Copy out word for word everything in the text below from "The film, at" down to "come and eat.".

TEXT
━━━━━━━━

The willingness is the hard part. It is hard because it requires being knowable and available (yes — vulnerable), and being patient with the slow accumulation of presence that the executing regime has trained us out of. The young person who is going to make it through is going to make it through because somebody let them in, kept letting them in, and was patient with the months or years it took for the letting-in to do its work. The somebody is not a program. The somebody is a person, or several people, who took the risk of letting their own life be visible to another life that was, at the start, a stranger’s. Adam Wright did a much smaller version of this when he sat down on the bench and started talking. That is how the work usually begins.

The picnic

The film, at the end, gives us something the novel did not quite. In the last pages, Cameron and Tova are playing Scrabble in her new condominium, just the two of them, the small sweet life they have chosen. It is a fine ending. The film closes differently. The film closes with a picnic by the sea — Tova and Cameron, yes, but also Avery and her son Marco, and Ethan from the Shop-Way, and several of the knitting circle. A long table set on the waterfront. The breathtaking Pacific Northwest bay behind it. Plates set, people playing. Tova calling everyone to come and eat.

━━━━━━━━

EXCERPTED DATA
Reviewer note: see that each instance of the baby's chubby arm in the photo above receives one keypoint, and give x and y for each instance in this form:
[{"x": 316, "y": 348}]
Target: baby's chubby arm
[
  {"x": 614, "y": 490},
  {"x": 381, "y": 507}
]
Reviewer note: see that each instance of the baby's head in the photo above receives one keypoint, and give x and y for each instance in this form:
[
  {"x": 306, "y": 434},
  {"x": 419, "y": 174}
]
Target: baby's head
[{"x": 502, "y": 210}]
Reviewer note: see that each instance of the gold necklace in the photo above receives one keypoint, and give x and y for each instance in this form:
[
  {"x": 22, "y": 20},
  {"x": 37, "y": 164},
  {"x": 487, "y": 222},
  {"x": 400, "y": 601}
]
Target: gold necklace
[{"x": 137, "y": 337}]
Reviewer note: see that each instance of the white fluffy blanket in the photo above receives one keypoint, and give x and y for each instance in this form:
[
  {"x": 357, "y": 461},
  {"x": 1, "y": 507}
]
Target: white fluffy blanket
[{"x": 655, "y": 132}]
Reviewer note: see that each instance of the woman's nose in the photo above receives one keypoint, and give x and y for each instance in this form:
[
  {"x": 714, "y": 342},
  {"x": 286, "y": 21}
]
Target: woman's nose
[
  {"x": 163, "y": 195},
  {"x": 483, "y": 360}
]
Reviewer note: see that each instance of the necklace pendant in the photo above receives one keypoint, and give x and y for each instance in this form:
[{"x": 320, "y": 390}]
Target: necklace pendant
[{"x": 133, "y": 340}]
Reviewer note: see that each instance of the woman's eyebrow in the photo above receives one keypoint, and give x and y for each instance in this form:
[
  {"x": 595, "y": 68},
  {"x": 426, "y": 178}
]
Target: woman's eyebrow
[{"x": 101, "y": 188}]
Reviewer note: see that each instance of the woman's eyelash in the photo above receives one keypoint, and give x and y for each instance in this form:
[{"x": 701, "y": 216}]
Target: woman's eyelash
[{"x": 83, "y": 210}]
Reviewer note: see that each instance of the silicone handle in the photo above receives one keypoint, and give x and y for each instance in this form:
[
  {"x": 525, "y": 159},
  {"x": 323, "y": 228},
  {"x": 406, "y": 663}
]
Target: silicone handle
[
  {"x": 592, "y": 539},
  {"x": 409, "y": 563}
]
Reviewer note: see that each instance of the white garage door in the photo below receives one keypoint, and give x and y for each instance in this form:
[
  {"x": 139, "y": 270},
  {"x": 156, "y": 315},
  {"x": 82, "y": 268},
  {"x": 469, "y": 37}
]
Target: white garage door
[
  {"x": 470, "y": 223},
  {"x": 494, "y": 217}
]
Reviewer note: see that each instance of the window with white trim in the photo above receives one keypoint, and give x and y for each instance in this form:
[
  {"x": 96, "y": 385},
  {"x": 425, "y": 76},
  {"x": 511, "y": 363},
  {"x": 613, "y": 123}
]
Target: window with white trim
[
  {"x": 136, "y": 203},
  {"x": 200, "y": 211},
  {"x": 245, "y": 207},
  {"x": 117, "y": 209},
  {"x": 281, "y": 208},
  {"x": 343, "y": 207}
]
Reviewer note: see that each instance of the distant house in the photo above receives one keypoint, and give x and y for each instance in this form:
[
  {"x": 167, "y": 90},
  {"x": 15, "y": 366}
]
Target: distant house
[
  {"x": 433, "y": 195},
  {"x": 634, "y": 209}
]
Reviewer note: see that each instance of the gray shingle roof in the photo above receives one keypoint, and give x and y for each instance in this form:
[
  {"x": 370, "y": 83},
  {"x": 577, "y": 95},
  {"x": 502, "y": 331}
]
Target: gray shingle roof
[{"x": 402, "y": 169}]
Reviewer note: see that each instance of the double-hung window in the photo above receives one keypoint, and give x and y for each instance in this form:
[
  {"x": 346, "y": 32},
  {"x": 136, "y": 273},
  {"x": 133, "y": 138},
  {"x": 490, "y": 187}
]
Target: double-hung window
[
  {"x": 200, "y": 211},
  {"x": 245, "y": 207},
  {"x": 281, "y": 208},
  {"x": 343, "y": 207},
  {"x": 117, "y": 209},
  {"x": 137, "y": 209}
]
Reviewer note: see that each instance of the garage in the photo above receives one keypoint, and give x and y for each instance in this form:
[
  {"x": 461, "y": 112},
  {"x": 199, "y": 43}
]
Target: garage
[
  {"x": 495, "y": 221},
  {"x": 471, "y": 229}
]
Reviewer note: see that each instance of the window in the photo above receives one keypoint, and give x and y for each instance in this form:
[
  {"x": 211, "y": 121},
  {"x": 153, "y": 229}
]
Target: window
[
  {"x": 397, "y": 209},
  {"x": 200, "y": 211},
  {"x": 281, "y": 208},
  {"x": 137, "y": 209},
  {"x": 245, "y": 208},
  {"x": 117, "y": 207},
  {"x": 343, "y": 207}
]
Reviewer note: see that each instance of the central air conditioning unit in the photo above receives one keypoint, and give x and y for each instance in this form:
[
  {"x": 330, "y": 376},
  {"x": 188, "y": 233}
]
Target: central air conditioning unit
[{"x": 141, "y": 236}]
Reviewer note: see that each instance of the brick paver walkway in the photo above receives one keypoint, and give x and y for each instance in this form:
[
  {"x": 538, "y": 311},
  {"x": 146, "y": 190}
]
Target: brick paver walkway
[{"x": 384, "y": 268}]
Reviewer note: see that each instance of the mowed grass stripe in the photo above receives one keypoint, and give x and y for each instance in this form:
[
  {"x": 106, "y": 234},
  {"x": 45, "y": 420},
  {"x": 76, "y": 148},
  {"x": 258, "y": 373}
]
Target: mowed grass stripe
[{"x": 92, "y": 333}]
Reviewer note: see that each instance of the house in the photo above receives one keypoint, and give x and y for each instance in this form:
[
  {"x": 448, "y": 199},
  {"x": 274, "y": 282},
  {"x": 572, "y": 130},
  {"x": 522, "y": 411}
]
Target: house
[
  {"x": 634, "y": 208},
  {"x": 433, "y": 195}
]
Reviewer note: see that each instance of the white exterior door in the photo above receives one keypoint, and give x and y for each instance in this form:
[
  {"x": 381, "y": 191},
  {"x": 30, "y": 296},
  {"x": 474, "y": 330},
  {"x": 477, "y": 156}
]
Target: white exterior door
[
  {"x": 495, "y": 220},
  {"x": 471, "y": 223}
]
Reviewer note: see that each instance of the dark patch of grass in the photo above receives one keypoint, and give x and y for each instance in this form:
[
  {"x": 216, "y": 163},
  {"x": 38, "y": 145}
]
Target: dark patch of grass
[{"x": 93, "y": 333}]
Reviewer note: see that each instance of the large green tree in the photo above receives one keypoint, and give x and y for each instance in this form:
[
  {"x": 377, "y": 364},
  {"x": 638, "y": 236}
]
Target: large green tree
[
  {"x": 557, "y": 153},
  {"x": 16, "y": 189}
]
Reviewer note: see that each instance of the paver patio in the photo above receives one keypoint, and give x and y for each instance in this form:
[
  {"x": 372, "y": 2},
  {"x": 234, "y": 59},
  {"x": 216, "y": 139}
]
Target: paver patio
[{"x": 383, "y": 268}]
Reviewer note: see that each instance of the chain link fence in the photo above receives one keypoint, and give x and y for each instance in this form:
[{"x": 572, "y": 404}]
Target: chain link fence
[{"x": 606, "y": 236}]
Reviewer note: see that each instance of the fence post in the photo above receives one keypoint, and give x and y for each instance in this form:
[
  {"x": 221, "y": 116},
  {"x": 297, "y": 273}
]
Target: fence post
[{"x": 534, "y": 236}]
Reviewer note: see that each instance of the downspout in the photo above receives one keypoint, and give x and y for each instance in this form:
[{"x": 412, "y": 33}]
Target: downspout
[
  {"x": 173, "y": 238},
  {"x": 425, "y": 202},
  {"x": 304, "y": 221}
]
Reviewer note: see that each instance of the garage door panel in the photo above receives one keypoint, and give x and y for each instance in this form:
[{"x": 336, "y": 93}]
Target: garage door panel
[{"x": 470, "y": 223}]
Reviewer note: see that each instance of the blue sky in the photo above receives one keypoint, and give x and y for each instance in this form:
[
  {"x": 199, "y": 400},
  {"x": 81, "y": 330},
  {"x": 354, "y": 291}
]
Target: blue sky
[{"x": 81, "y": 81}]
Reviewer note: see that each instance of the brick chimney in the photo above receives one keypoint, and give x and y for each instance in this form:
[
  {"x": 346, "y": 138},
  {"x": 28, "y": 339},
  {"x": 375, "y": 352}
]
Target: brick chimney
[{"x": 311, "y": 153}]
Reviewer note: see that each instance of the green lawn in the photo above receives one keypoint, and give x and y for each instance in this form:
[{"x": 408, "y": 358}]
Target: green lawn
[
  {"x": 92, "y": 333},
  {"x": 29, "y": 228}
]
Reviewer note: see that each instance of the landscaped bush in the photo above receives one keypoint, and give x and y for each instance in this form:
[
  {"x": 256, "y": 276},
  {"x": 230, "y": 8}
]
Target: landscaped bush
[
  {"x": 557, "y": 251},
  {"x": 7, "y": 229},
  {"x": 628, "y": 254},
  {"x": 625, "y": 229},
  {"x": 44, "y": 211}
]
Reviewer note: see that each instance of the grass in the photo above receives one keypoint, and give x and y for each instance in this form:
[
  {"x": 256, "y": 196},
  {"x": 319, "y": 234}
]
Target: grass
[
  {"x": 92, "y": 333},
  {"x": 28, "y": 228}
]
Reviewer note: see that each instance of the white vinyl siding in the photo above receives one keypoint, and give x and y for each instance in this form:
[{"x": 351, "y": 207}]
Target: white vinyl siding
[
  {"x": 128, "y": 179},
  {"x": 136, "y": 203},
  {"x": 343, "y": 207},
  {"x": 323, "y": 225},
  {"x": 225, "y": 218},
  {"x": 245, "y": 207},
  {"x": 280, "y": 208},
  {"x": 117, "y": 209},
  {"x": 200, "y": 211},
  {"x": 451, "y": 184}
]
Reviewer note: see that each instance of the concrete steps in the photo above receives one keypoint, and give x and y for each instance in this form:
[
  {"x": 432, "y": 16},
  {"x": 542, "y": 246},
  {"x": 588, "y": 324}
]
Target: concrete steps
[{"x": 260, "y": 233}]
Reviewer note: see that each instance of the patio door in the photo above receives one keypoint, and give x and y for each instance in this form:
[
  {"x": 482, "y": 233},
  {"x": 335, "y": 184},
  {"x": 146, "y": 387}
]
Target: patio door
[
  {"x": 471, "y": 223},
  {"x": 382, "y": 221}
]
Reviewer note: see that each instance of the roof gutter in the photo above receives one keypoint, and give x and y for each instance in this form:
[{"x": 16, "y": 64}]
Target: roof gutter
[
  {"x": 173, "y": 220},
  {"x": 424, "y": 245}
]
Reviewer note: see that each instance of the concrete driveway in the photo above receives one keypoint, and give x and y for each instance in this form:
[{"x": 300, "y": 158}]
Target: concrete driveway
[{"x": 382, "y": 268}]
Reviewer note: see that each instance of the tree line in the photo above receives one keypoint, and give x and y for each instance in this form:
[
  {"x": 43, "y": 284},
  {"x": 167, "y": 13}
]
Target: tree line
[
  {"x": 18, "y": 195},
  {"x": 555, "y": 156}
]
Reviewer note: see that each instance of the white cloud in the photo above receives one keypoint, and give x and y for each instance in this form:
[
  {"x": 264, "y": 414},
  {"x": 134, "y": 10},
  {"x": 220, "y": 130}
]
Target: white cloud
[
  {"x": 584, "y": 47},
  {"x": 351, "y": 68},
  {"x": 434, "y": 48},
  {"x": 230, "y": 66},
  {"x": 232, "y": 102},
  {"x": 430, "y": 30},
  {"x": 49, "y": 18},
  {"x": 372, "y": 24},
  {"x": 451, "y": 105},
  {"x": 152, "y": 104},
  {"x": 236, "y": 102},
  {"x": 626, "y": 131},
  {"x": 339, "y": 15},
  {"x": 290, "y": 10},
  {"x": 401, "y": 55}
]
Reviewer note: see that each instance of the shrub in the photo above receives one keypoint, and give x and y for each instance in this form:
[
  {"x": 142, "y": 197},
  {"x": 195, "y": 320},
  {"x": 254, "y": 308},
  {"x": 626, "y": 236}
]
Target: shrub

━━━━━━━━

SOLUTION TO THE PROBLEM
The film, at the end, gives us something the novel did not quite. In the last pages, Cameron and Tova are playing Scrabble in her new condominium, just the two of them, the small sweet life they have chosen. It is a fine ending. The film closes differently. The film closes with a picnic by the sea — Tova and Cameron, yes, but also Avery and her son Marco, and Ethan from the Shop-Way, and several of the knitting circle. A long table set on the waterfront. The breathtaking Pacific Northwest bay behind it. Plates set, people playing. Tova calling everyone to come and eat.